Given request: Copy the rows word for word from the first line through the line with "point(319, 258)", leaving the pictures out of your answer.

Provided information:
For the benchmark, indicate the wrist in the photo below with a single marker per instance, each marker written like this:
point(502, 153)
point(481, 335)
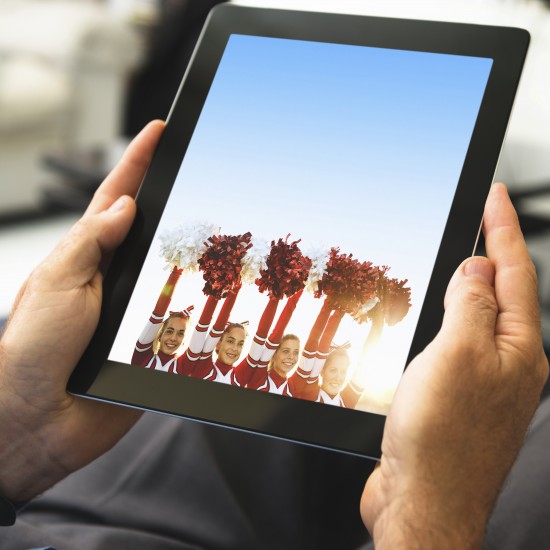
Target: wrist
point(26, 468)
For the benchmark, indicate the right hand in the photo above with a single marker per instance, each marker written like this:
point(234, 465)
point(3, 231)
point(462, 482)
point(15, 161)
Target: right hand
point(464, 404)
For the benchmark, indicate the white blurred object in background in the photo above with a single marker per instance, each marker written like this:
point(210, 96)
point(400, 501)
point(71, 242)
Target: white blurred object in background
point(64, 67)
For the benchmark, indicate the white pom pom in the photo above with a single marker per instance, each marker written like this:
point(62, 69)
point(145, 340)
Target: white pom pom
point(182, 246)
point(255, 260)
point(319, 258)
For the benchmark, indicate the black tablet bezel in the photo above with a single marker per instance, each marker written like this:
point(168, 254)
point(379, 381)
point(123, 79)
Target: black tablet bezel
point(294, 419)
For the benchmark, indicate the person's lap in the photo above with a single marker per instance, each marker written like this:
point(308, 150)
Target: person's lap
point(172, 483)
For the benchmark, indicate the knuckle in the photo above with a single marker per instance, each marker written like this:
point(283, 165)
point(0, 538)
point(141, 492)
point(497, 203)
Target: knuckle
point(477, 296)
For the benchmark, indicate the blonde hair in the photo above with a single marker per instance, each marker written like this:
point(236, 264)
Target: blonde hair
point(160, 332)
point(283, 340)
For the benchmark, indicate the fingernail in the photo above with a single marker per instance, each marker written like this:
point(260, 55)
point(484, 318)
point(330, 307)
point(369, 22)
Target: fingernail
point(118, 205)
point(480, 267)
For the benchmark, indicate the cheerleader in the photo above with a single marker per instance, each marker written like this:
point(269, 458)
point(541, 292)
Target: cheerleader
point(161, 339)
point(274, 378)
point(252, 371)
point(226, 339)
point(322, 372)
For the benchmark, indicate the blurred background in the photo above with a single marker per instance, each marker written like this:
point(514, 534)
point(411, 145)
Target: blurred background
point(79, 78)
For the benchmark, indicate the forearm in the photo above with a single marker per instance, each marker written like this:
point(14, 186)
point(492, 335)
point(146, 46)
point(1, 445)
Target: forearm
point(26, 469)
point(418, 524)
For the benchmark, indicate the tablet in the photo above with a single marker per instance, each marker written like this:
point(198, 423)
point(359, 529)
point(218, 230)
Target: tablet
point(319, 179)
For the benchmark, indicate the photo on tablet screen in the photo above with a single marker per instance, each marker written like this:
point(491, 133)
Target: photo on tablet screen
point(295, 250)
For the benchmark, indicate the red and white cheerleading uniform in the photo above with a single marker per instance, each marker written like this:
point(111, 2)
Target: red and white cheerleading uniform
point(306, 378)
point(197, 359)
point(143, 355)
point(254, 369)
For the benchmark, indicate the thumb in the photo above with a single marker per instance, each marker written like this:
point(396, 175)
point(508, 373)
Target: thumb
point(76, 259)
point(470, 302)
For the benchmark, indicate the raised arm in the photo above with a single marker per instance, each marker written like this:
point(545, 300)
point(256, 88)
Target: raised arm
point(145, 340)
point(245, 369)
point(219, 326)
point(258, 376)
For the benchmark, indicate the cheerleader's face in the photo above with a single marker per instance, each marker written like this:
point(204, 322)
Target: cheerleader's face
point(172, 337)
point(334, 374)
point(286, 356)
point(231, 345)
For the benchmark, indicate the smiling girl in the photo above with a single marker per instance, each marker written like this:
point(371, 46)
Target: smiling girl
point(161, 339)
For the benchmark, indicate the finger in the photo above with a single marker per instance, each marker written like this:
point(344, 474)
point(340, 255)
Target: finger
point(470, 303)
point(79, 254)
point(128, 174)
point(516, 281)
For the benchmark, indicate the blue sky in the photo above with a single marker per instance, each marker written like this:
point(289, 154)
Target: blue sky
point(339, 145)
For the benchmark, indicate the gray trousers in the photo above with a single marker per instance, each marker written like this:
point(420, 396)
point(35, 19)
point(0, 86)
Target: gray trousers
point(172, 483)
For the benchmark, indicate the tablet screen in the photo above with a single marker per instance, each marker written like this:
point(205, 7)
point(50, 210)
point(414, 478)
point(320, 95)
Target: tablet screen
point(319, 165)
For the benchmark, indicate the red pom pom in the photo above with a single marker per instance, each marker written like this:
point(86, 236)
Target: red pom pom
point(286, 272)
point(347, 283)
point(221, 263)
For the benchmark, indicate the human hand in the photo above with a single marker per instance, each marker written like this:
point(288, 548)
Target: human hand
point(45, 433)
point(463, 406)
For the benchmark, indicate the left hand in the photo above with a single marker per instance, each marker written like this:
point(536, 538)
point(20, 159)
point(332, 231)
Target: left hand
point(45, 433)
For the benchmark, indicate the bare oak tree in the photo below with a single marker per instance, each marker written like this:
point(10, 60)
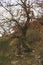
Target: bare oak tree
point(24, 11)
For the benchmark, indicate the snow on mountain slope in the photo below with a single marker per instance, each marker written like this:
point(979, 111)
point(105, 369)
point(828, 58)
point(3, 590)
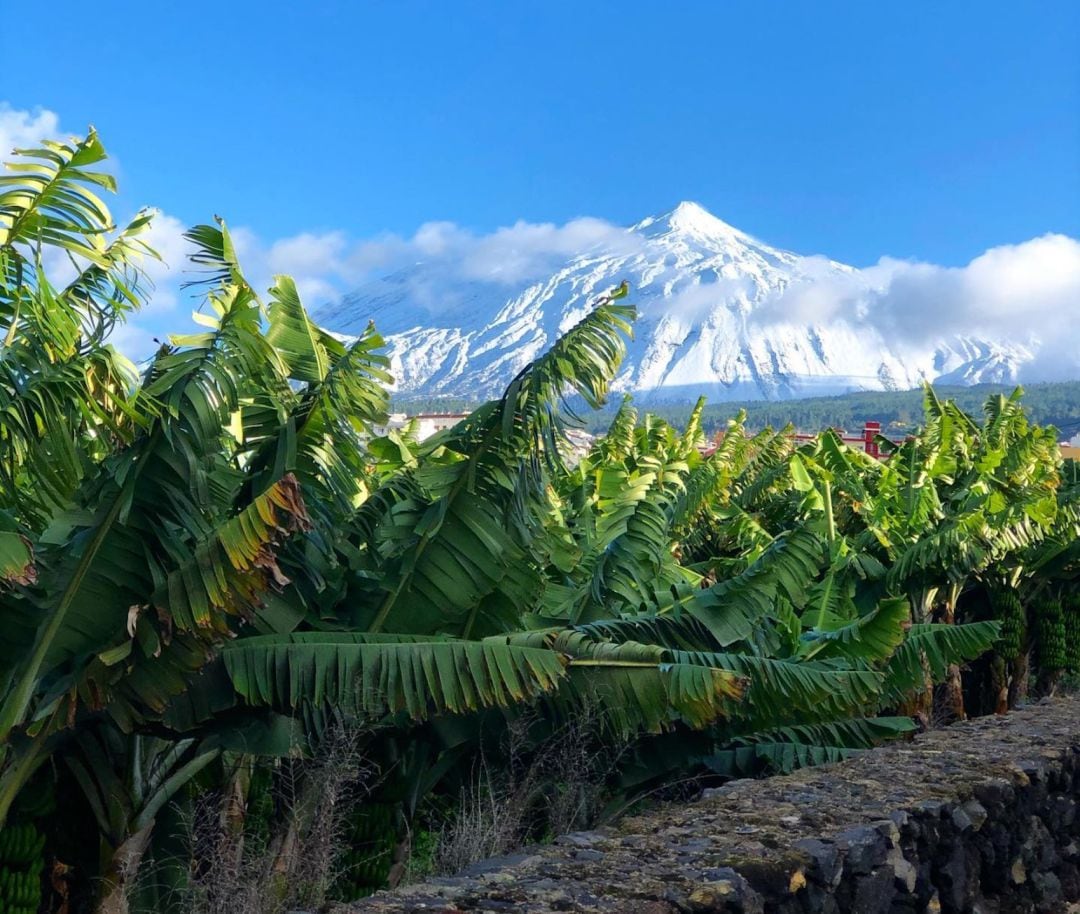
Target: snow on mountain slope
point(714, 320)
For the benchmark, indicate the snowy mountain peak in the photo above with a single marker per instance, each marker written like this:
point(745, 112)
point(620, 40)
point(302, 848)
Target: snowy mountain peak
point(715, 308)
point(690, 218)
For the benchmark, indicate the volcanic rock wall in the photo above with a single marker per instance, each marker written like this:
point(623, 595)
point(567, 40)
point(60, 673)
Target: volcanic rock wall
point(981, 817)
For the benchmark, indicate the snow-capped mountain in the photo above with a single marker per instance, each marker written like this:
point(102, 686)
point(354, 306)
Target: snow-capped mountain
point(714, 308)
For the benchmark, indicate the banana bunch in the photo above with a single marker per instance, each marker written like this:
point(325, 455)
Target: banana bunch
point(21, 844)
point(372, 841)
point(1072, 633)
point(19, 891)
point(1010, 610)
point(1050, 633)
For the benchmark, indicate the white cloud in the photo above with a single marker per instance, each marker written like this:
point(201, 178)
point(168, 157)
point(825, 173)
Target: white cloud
point(1026, 293)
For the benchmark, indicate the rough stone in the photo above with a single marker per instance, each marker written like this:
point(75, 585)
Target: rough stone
point(981, 817)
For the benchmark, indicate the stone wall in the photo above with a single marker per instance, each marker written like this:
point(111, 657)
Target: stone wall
point(981, 817)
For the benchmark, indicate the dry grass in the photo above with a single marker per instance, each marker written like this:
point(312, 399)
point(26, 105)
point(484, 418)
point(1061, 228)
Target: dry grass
point(295, 865)
point(534, 794)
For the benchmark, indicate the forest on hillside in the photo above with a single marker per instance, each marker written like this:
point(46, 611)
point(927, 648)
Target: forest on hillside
point(900, 412)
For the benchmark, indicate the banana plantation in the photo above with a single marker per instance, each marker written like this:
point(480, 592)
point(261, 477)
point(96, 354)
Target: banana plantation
point(221, 595)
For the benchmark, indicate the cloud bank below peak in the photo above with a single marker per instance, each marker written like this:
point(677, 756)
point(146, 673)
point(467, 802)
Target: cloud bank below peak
point(1026, 293)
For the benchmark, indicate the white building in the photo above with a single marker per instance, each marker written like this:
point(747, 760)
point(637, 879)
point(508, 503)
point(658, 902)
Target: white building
point(427, 424)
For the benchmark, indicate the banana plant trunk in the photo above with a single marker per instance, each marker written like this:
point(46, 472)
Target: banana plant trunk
point(120, 871)
point(953, 689)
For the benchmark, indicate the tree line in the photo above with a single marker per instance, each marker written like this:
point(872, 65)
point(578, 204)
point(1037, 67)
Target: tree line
point(212, 576)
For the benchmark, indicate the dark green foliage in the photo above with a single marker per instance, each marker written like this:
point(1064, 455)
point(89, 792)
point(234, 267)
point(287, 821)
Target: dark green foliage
point(1070, 607)
point(1055, 403)
point(1010, 612)
point(22, 867)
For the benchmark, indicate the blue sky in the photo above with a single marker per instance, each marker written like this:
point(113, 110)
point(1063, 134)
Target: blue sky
point(929, 132)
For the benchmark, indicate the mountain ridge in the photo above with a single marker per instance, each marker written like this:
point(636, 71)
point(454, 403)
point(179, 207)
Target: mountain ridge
point(714, 305)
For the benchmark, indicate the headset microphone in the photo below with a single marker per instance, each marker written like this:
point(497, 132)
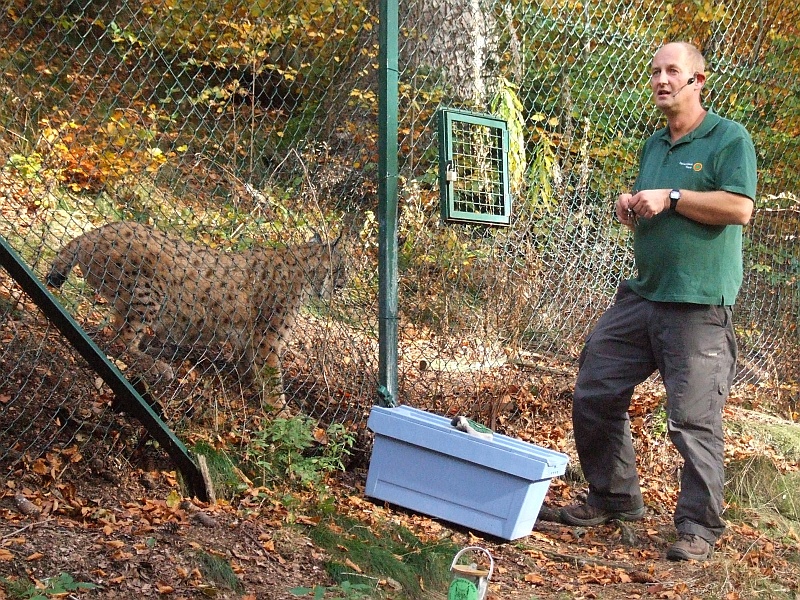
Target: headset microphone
point(690, 81)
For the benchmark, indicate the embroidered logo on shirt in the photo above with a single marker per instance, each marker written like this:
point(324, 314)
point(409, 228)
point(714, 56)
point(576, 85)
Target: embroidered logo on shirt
point(692, 166)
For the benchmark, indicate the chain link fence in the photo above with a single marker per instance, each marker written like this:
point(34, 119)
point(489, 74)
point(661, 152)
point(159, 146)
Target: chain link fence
point(249, 129)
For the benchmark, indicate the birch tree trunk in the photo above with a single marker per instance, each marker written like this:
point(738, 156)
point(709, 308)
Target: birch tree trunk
point(454, 38)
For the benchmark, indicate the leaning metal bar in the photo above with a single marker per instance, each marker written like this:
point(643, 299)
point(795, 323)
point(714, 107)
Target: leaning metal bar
point(130, 400)
point(387, 209)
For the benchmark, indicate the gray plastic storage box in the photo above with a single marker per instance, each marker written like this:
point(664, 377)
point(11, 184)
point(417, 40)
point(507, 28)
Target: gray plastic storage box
point(419, 461)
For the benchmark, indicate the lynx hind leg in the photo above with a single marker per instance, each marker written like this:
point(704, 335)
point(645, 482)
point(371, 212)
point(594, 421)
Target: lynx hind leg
point(265, 365)
point(132, 334)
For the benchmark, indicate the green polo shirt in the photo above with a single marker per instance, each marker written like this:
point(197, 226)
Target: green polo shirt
point(677, 259)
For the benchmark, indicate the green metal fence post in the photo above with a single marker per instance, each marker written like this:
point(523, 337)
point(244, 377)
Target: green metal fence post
point(387, 209)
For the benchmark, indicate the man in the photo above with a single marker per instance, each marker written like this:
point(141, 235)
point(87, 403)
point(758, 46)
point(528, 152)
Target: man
point(695, 190)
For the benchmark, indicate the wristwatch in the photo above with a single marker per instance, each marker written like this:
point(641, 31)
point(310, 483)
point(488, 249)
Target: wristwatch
point(674, 196)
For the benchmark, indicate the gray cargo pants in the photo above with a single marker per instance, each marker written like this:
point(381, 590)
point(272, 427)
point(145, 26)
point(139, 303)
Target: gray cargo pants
point(694, 348)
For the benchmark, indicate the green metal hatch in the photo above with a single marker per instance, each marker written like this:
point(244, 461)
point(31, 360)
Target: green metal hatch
point(473, 168)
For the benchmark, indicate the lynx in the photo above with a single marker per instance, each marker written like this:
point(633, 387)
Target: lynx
point(190, 294)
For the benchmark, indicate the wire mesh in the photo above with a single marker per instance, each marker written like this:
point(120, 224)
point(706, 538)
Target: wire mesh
point(246, 128)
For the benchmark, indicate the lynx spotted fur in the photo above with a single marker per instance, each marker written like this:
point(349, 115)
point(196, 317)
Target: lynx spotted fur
point(192, 295)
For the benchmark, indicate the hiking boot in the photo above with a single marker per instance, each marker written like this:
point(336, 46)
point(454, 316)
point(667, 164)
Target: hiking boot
point(689, 547)
point(586, 515)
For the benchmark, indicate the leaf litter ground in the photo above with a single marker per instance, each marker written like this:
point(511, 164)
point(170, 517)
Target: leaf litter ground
point(130, 534)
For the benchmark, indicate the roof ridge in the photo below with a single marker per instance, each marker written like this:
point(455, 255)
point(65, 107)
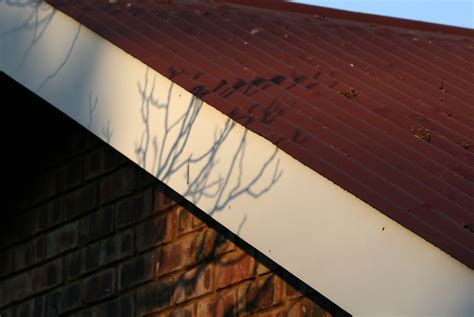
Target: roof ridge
point(306, 9)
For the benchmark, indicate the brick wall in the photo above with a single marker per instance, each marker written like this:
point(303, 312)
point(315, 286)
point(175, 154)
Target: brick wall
point(88, 233)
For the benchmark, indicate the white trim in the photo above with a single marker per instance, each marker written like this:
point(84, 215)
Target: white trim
point(324, 235)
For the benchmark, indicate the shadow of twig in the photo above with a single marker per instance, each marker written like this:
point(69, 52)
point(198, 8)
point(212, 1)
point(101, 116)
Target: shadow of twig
point(168, 157)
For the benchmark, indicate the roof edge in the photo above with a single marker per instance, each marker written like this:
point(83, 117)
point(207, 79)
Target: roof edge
point(306, 9)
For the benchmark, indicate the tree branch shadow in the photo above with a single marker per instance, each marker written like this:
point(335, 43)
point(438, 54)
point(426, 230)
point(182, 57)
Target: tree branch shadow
point(168, 153)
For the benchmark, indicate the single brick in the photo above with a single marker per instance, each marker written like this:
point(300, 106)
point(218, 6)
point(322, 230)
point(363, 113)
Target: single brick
point(68, 175)
point(38, 249)
point(123, 306)
point(118, 184)
point(154, 296)
point(102, 160)
point(74, 264)
point(187, 222)
point(15, 288)
point(38, 307)
point(53, 303)
point(137, 270)
point(94, 164)
point(42, 187)
point(97, 224)
point(134, 208)
point(194, 283)
point(48, 215)
point(155, 231)
point(99, 286)
point(7, 312)
point(23, 309)
point(175, 255)
point(20, 228)
point(116, 247)
point(223, 303)
point(6, 264)
point(71, 296)
point(260, 294)
point(21, 255)
point(29, 253)
point(79, 201)
point(235, 267)
point(62, 239)
point(91, 257)
point(47, 276)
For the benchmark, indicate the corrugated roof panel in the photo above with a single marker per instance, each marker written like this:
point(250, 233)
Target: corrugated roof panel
point(380, 106)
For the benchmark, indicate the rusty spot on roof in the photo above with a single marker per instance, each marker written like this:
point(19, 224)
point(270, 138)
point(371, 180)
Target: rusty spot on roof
point(350, 93)
point(423, 134)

Completed task:
For the benchmark, indicate the wrist in the photo below with a single marker per instance, each marker written like this:
point(502, 153)
point(481, 335)
Target: wrist
point(26, 468)
For the benchmark, indicate the right hand in the photo above with a single marker per instance, each marker written like this:
point(234, 465)
point(3, 231)
point(462, 482)
point(15, 161)
Target: right hand
point(464, 404)
For the benchmark, indicate the white blurred object in background in the photo above with a single marker per instance, each marker written like this:
point(210, 96)
point(400, 501)
point(71, 242)
Target: white blurred object in background
point(64, 67)
For the benchmark, indicate the white pom pom in the photo above with a single marker per instance, each marker written like this:
point(62, 69)
point(145, 340)
Target: white pom pom
point(182, 246)
point(255, 260)
point(319, 258)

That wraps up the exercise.